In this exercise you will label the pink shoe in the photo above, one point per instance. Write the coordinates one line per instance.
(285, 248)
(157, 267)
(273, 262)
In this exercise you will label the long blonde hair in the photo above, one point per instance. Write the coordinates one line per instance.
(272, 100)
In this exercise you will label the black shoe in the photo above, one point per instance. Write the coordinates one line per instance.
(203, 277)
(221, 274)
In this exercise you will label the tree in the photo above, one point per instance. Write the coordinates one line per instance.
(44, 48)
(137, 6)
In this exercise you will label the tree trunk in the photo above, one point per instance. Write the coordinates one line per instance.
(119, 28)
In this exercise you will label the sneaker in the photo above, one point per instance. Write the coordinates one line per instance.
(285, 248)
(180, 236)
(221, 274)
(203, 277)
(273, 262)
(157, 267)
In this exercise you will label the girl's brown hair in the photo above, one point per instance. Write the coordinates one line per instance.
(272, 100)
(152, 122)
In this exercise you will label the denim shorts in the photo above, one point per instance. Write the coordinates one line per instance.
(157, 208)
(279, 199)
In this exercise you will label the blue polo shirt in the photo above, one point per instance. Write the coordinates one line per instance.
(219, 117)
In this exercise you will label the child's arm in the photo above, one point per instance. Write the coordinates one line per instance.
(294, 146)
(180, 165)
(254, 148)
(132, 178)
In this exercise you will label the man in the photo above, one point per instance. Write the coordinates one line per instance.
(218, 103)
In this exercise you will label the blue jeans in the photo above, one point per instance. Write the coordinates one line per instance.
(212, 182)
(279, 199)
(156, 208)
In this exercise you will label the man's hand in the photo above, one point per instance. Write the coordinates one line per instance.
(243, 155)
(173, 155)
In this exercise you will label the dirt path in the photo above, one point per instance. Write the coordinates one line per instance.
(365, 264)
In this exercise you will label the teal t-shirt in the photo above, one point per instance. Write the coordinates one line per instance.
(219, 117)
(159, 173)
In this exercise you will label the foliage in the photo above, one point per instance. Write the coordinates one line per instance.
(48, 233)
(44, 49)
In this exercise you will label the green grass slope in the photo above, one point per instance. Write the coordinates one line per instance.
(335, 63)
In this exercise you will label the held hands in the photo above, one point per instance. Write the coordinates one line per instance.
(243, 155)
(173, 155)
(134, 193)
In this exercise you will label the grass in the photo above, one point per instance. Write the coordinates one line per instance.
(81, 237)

[What to do] All records are to be retyped exactly. None may be omitted.

[Output of the task]
In this exercise you will label the pink shoe in the photo above, one point per instance. Write the coordinates one line per instance.
(285, 248)
(157, 267)
(273, 262)
In this exercise you will label the long blonde hair in the photo above, one point per instance. Write the coordinates one line per instance.
(272, 100)
In this exercise you will label the black shoe in the photo above, one point per instance. Write the coordinates one line per instance.
(203, 277)
(221, 274)
In this exercise you will label the tree in the photo above, one point per instance. Write the coordinates one line per instance.
(44, 48)
(137, 6)
In this exercise you will label the tree trunk in the photo above, one point per instance. Write the coordinates one line per instance.
(119, 28)
In this exercise you will label the sneaker in the photo above, one point per instance. Write the coordinates one line per instance.
(285, 248)
(180, 236)
(221, 274)
(203, 277)
(273, 262)
(157, 267)
In this exercise you will label the girl's brown hair in the photo above, one point per instance. Write the coordinates one line per instance.
(272, 100)
(152, 122)
In this exercise you will label the denim shorts in the photo above, one point per instance. Write the coordinates one line per instance.
(157, 208)
(279, 199)
In this exercise you will label the blue polo shirt in the photo above, one point per instance. Write the coordinates one line per instance.
(219, 117)
In this exercise you will label the child's arm in the photo above, one point per instance. Write the coordinates one line per instance.
(294, 146)
(180, 165)
(254, 148)
(132, 178)
In this exercise you will label the man in the photo above, one point per instance. Write the coordinates one line per instance.
(218, 103)
In this exercise you will label the blue jeans in the photo above, one point per instance. Write the coordinates one line per instance.
(212, 182)
(279, 199)
(156, 208)
In this exercise you will label the man's hand in the photo above, one point per instance. Write the coordinates one line per instance.
(243, 155)
(173, 155)
In this exercise you will label the dirt path in the photo above, one point per instance. Write the coordinates one line per instance.
(365, 264)
In this exercise you will label the teal t-shirt in the photo above, one point per instance. Write the coordinates one line per instance.
(219, 117)
(159, 173)
In this exercise you will label the foliage in the photo above, one point per instance. Write the coordinates one line per instance.
(48, 233)
(44, 49)
In this exercise you will label the green grass slope in the photo above, one point per instance. Write the coordinates one line per instance.
(335, 63)
In this exercise you will label the held hands in the photo above, one point per instance. Write the coordinates one line per instance.
(243, 155)
(173, 155)
(134, 193)
In this exercise you will label the grass in the photo above, one point per instance. Write the coordinates one line per instance.
(81, 237)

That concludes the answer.